Page excerpt:
* start *

Montreal Mirror

California dreaming

Canadian director Katrin Bowen explores a struggling actress’s despair in Amazon Falls

by MATTHEW HAYS

June 30, 2011

HOLLYWOOD HUSTLE: Anna Mae Routledge and April Telek

HOLLYWOOD HUSTLE: Anna Mae Routledge and April Telek

Katrin Bowen remembers the morning of February 4, 2003 perfectly, though she says she wishes she could forget it. It was on that morning that she heard a television news report about legendary music producer and songwriter Phil Spector having shot and killed a waitress in his California mansion.

But when she heard the name of the victim, Lana Clarkson, she was floored. In the 80s, Bowen, then a wide-eyed 20-something who’d been brought up Mennonite in Alberta, had headed to California in pursuit of the elusive acting dream. There, she waited tables when she wasn’t acting in cheeseball Z-movies like Fortress of America, made by sleaze merchants Troma Studios. But while dodging the advances of older men at the bar and hustling to audition for more roles, Bowen said there was one thing she could always rely on: “Lana always looked out for the younger women, myself included.”

When Bowen learned of Clarkson’s fate more than 15 years later, she was heartbroken: “When I heard the news, I thought, ‘There but for the grace of God go I.’ I mean, that could have hap­pened to anyone. If I’d been better at B-movies, I’d probably still be in that scene myself.”

* end *

Exercise requirements:
1 - In the Montreal Mirror article, what reason does Bowen give for thinking "There but for the grace of God go I" when she heard of Clarkson's death?
2 - Name every person the Montreal Mirror article mentions by name.
3 - Resume the Montreal Mirror article on Katrin Bowen and Amazon Falls after its final paragraph.

(Items from a labeling collection)
* start *

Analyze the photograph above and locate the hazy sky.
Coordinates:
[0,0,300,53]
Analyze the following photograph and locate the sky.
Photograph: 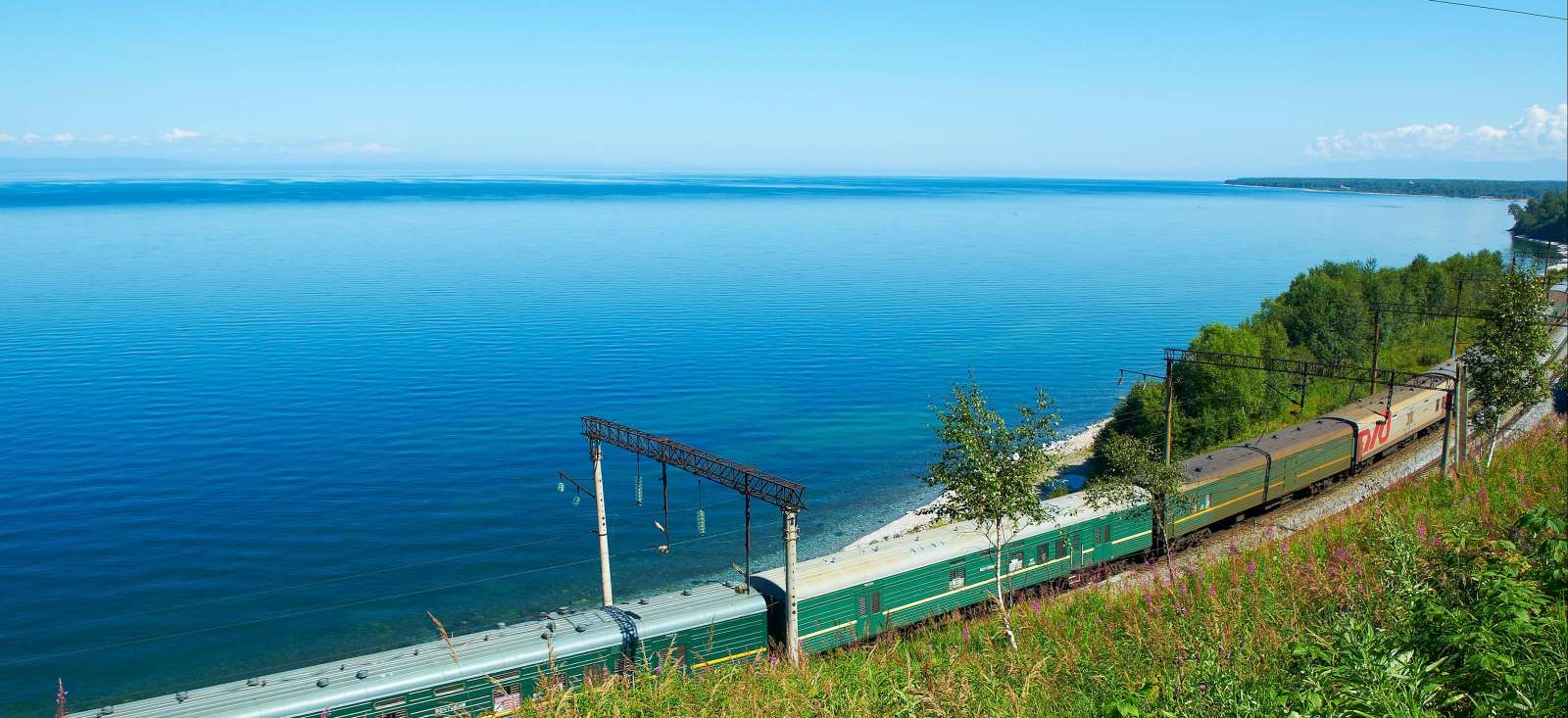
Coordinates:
[0,0,1568,178]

* end *

Answers given:
1 - She felt it could have happened to anyone. She adds that if she had been better at B-movies, she would probably still be in that scene herself.

2 -
- Katrin Bowen
- Matthew Hays
- Anna Mae Routledge
- April Telek
- Phil Spector
- Lana Clarkson

3 -
The Vancouver-based Bowen decided that the stories of struggling actresses in L.A.—in particular, one actress who is facing down the harsh realities that come with a 40th birthday—would be fodder for a winning film. Amazon Falls explores the life of Jana (April Telek), a good-hearted woman who is frantically searching for a film role.

We see her descend into the hellish reality of the business, as she goes from audition to audition, degraded by producers who neglect to tell her about the nudity requirements until the final moments of their meetings. She keeps thinking she has landed a role, only to learn that the producers have handed the part over to a (much) younger actress instead. To make ends meet, Jana works as a hostess in a dive bar where men often expect “extra services” from the ladies who are serving them.

Though the isn’t-the-underside-of-Hollywood-hell? premise is well-worn, Amazon Falls is brought to life by a fine cast. “I felt extremely lucky to gather this group of people for the cast,” Bowen says. “One weak link would have ruined everything. If you don’t believe all of it, it just won’t work.” The film is buoyed by the central performance of Telek, a former Miss Canada (1994), who knows a thing or two about showbiz.

“Early on, April showed me that much of her hair was actually wigs and extensions. She told me she’d be willing to take them off for a breakdown scene if I wanted her to. She was always very committed to the role, and the extremes that came with it.”

Making her first feature on a shoestring, and getting it into the Toronto International Film Festival last September, Bowen has been elated at the responses to Amazon Falls. “Making a feature film is not an impossible fantasy. It can be done—it’s within reach. That was the best part about the learning curve for me…I needed to know I’d actually enjoy it—and I did.”

AMAZON FALLS OPENS THIS FRIDAY, JULY 1

Short URL: http://www.montrealmirror.com/wp/?p=23086

1 Comment for “California dreaming”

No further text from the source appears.